──────── SUPPLIED RECORDS ────────

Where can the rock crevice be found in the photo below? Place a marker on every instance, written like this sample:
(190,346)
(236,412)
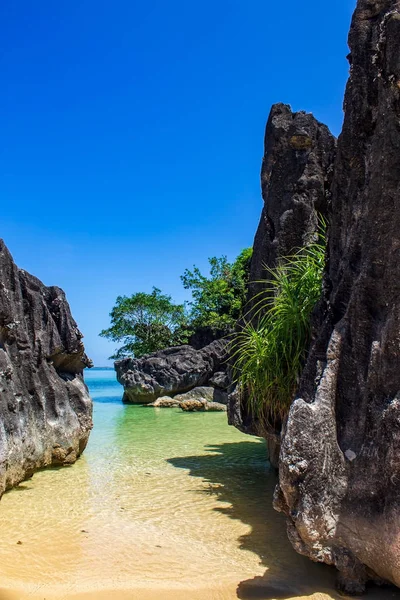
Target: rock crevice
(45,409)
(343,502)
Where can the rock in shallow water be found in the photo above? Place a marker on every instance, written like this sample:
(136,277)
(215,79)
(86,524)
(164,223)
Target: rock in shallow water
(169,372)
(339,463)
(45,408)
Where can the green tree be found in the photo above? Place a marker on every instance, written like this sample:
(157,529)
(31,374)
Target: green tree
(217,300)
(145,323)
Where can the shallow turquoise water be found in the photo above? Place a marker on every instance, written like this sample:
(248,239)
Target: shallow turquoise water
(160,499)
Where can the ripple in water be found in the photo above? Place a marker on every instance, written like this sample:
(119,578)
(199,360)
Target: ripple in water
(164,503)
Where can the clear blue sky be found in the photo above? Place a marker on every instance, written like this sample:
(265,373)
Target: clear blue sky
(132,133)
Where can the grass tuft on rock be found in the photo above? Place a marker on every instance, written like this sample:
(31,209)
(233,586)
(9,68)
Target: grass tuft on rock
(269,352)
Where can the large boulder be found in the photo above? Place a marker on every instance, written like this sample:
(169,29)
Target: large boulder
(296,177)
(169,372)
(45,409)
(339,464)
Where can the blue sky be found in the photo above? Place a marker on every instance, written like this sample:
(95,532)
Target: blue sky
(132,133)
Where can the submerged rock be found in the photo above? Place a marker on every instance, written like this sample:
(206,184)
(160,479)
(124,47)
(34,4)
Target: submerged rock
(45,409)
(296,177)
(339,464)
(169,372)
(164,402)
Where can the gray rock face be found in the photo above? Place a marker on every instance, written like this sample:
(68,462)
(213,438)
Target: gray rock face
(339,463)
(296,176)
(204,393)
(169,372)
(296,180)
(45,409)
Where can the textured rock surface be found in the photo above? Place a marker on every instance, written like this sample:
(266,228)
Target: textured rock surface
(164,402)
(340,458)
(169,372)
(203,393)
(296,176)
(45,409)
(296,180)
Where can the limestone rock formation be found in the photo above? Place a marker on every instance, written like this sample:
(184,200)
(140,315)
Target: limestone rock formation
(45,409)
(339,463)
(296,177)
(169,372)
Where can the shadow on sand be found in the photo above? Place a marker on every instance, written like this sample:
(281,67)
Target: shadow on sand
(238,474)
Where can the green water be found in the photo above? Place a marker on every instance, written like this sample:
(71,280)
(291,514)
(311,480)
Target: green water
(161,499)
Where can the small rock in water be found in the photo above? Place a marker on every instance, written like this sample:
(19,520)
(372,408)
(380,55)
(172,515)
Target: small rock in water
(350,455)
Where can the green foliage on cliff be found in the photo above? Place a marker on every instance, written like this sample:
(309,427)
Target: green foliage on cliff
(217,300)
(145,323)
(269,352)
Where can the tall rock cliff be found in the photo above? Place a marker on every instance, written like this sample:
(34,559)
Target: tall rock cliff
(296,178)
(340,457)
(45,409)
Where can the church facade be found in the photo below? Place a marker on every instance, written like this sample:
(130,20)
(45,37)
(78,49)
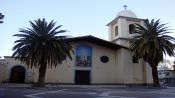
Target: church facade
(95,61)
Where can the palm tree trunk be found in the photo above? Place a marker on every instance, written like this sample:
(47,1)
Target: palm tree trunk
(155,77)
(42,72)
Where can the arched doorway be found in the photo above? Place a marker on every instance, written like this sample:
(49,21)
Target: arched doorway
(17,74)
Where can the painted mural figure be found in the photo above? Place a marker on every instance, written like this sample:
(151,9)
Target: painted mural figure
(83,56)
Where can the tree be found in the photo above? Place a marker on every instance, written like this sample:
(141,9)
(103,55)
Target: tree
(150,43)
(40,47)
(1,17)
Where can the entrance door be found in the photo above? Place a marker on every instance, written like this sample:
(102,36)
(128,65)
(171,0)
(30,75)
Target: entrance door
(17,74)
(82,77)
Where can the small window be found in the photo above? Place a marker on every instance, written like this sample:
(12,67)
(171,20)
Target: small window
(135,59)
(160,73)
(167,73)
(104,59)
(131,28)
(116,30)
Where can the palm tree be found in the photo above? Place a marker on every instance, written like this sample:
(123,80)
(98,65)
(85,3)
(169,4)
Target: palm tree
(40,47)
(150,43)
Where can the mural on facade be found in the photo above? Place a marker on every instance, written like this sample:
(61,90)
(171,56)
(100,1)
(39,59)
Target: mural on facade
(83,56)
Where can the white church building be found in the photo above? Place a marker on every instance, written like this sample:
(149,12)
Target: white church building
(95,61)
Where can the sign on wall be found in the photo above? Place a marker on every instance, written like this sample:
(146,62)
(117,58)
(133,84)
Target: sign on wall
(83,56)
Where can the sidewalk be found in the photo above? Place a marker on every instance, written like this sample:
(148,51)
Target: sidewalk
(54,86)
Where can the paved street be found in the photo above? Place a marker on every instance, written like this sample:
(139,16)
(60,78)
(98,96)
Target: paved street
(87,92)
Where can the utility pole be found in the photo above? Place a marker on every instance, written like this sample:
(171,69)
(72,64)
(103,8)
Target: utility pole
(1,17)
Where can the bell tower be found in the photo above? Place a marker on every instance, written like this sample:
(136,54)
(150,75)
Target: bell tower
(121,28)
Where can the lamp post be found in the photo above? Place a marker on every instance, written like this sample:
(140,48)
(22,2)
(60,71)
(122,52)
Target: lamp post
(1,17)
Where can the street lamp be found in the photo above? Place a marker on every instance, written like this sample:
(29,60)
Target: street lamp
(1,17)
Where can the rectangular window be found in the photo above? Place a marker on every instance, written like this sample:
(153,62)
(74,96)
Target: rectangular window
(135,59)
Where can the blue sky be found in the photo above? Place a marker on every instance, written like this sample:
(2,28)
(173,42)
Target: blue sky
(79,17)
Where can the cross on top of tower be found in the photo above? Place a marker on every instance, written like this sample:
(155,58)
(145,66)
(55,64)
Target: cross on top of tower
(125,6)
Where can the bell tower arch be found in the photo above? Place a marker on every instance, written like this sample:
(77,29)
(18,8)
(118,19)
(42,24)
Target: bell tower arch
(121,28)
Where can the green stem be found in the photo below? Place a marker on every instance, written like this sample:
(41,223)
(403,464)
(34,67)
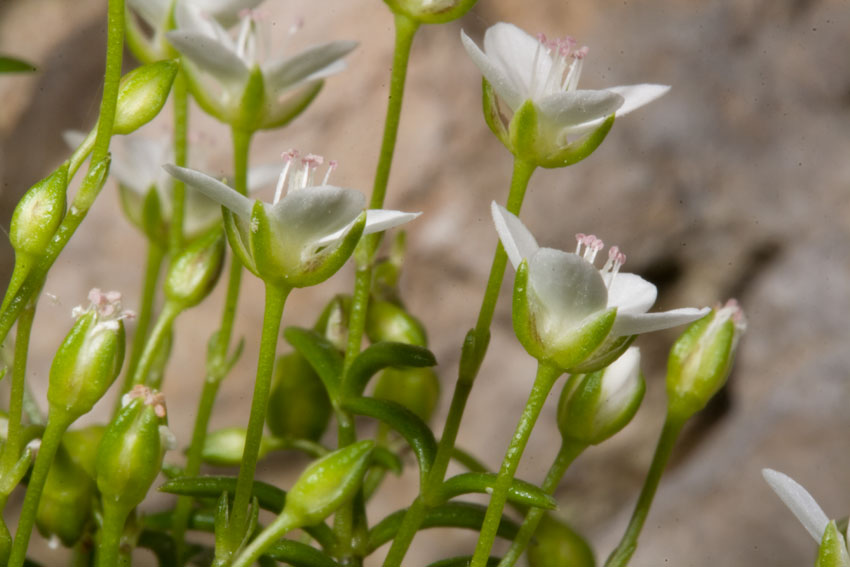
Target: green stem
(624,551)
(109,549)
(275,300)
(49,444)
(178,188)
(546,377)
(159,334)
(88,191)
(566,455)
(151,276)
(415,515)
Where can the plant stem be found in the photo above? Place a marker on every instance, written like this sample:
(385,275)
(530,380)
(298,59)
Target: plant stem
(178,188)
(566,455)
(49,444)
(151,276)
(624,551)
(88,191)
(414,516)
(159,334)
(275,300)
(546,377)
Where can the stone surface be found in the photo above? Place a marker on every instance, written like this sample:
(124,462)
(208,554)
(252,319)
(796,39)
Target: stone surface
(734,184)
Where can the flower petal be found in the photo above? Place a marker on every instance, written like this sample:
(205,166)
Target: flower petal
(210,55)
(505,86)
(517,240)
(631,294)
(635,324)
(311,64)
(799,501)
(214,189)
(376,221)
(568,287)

────────

TO DO> Retype all of the material above line for line, with no changes. Omit the pictures from your copy.

TASK SOLUTION>
Where can the rock crevice be found in the photo below? Place a marker on every instance, written like this sample:
(190,346)
(236,412)
Target: rock crevice
(45,409)
(343,502)
Where can the rock in shallow water be found in the photo above? Place a marker on every instance, written like this sample:
(136,277)
(215,79)
(86,524)
(164,223)
Target: rock in shallow water
(169,372)
(339,463)
(45,408)
Where can the green tree be found in the photo above? Place a marker on every instance, written like this sample:
(157,529)
(31,374)
Target: green tree
(217,300)
(145,323)
Where can the shallow turquoise water be found in the photo above? Place a marker on every instance, written like this sample:
(248,239)
Target: shallow turquoise water
(160,499)
Where can the ripple in water be found in the photo above? Place a marker on every instance, written like this sample:
(119,578)
(199,360)
Target: ripple in water
(164,503)
Where can the clear blue sky be found in the photo above? Place a marker on every instance, written like this sample:
(265,373)
Target: clear blue sky
(132,133)
Where can the grass tuft on rock be found in the photo above? Place a marker on every instance, written like this sample:
(31,209)
(233,586)
(9,68)
Target: grass tuft on rock
(269,352)
Where can the large boulder be found in the photo above? Place a marker on every instance, written like this sample:
(169,29)
Target: large boulder
(296,177)
(169,372)
(45,409)
(339,464)
Where can the blue sky be found in the photo above? Place a marker on every instance, written like this sample:
(95,532)
Target: blue sky
(132,133)
Where can the submerged rock be found in the photo above? Place a marker on every instance, written like this sample:
(206,184)
(160,479)
(124,47)
(34,4)
Target: submerged rock
(45,409)
(296,177)
(339,464)
(169,372)
(164,402)
Where can the gray rock face be found in the photo above? Place a marker on every instance, written like this sample:
(68,462)
(213,438)
Target: gray rock face
(339,463)
(296,176)
(204,393)
(169,372)
(296,180)
(45,409)
Where can the textured rock surface be found in the photo above? Place a marker on every instance, written like this sample:
(266,228)
Target: textured rock surface
(164,402)
(340,458)
(169,372)
(203,393)
(296,176)
(45,409)
(296,180)
Where can the limestone rock formation be found in the photo above? Place a marker on every instance, written like this sample:
(184,200)
(140,315)
Target: limestone rock formation
(45,409)
(339,463)
(296,177)
(169,372)
Where can the shadow on sand be found in the photo above? Place a marker on every instance, written like this sample:
(281,67)
Target: shadow on sand
(238,474)
Where can the green water be found in the photo above? Place a marker on every instance, written like this sample:
(71,280)
(291,514)
(311,480)
Target: green water
(161,499)
Where can the small rock in water be found in the photo above? Place a marker on every instance, written like this sample:
(19,520)
(372,408)
(380,55)
(172,515)
Target: small rock in water
(350,455)
Where can the green foliage on cliff be found in the photo above? Place a marker on every instance, written like this sample:
(309,427)
Target: green foliage on cliff
(217,300)
(145,323)
(269,352)
Where can the tall rock cliff be found in the photo above? Place a marker on every instance, written like this sample:
(34,559)
Target: tall rock cliff
(296,178)
(340,457)
(45,409)
Where can the church facade be found in the photo below? Place a marker on every instance, written like this sample:
(130,20)
(45,37)
(78,49)
Target: church facade
(95,61)
Where can the palm tree trunk be found in the photo above? Place a marker on every instance, written like this sample:
(47,1)
Target: palm tree trunk
(155,77)
(42,72)
Where can the arched doorway be found in the photo above? Place a marker on every instance, written like this sample:
(49,21)
Target: arched doorway
(17,74)
Where can the painted mural figure be found in the photo above? Place a marker on every instance, written like this sample:
(151,9)
Target: painted mural figure
(83,56)
Where can the tree be found in the photo above? Place a marker on every instance, written like this sample:
(141,9)
(103,55)
Target: tree
(150,43)
(40,47)
(1,17)
Where can the entrance door be found in the photo above? Place a marker on every instance, written like this sample:
(102,36)
(128,65)
(171,0)
(30,75)
Target: entrance door
(17,74)
(82,77)
Where can the small window be found in the photo above? Place a marker on every instance, written like this sample:
(12,67)
(171,20)
Target: small window
(135,59)
(160,73)
(167,73)
(104,59)
(131,28)
(116,30)
Where can the palm tree be found in the photo above? Place a marker on every instance, written like this sample:
(123,80)
(98,65)
(85,3)
(169,4)
Target: palm tree
(40,47)
(150,43)
Where can the mural on facade be found in the photo above? Place a marker on every instance, written like this sample:
(61,90)
(171,56)
(100,1)
(39,59)
Target: mural on facade
(83,56)
Where can the white church building be found in the photo above? Place a marker on every instance, written like this sample:
(149,12)
Target: white church building
(95,61)
Where can the sign on wall be found in the photo above? Place a marker on every instance, written like this sample:
(146,62)
(117,58)
(133,84)
Target: sign on wall
(83,56)
Where can the sidewalk be found in the photo above? Place a marker on every instance, written like this sample:
(148,51)
Target: sidewalk
(54,86)
Where can the paved street be found in the photo above? Place a marker on every instance, written like this sample:
(139,16)
(60,78)
(98,96)
Target: paved street
(87,92)
Where can the utility pole be found in the photo above? Place a marker on every instance, written like this sample:
(171,69)
(72,64)
(103,8)
Target: utility pole
(1,17)
Where can the bell tower be found in the photo above? Place a marker on every instance, written like this sample:
(136,54)
(150,75)
Target: bell tower
(121,28)
Where can the lamp post be found in the photo above? Place a marker on every instance, written like this sample:
(140,48)
(22,2)
(60,71)
(122,52)
Target: lamp post
(1,17)
Where can the street lamp be found in the photo above? Place a marker on every instance, written like this sample:
(29,60)
Target: street lamp
(1,17)
Where can the rectangular window be found in the photo above? Place a marker on every instance, written like this sample:
(153,62)
(74,96)
Target: rectangular window
(135,59)
Where can the blue sky be found in the photo above? Place a marker on every instance, written like this sample:
(2,28)
(173,42)
Target: blue sky
(79,17)
Where can the cross on top of tower be found in the photo above? Place a marker on every instance, written like this sample:
(155,58)
(145,66)
(55,64)
Target: cross on top of tower
(125,6)
Where can the bell tower arch be found in the photo above? Place a marker on every instance, written like this sample:
(77,29)
(18,8)
(118,19)
(42,24)
Target: bell tower arch
(121,28)
Where can the green stem be found in the photo below? Place a marker on every instance, written like this sample:
(41,223)
(403,464)
(34,67)
Target: green stem
(624,551)
(109,549)
(275,300)
(49,444)
(178,188)
(546,377)
(159,334)
(88,191)
(566,455)
(151,276)
(415,515)
Where can the plant stem be found in the photo above? Place a marker on every instance, written like this sample:
(385,275)
(530,380)
(298,59)
Target: plant stem
(178,188)
(566,455)
(49,444)
(151,276)
(624,551)
(88,191)
(414,516)
(159,334)
(275,300)
(546,377)
Where can the stone surface be found in the photo above? Place a marker on every instance, written like this sample:
(124,462)
(208,554)
(252,319)
(796,39)
Target: stone surface
(734,184)
Where can the flower petal be found in the photo above? Place a marker on every instance, written like this sample:
(205,166)
Target: flower petal
(210,55)
(505,86)
(517,240)
(631,294)
(635,324)
(311,64)
(799,501)
(214,189)
(376,221)
(568,287)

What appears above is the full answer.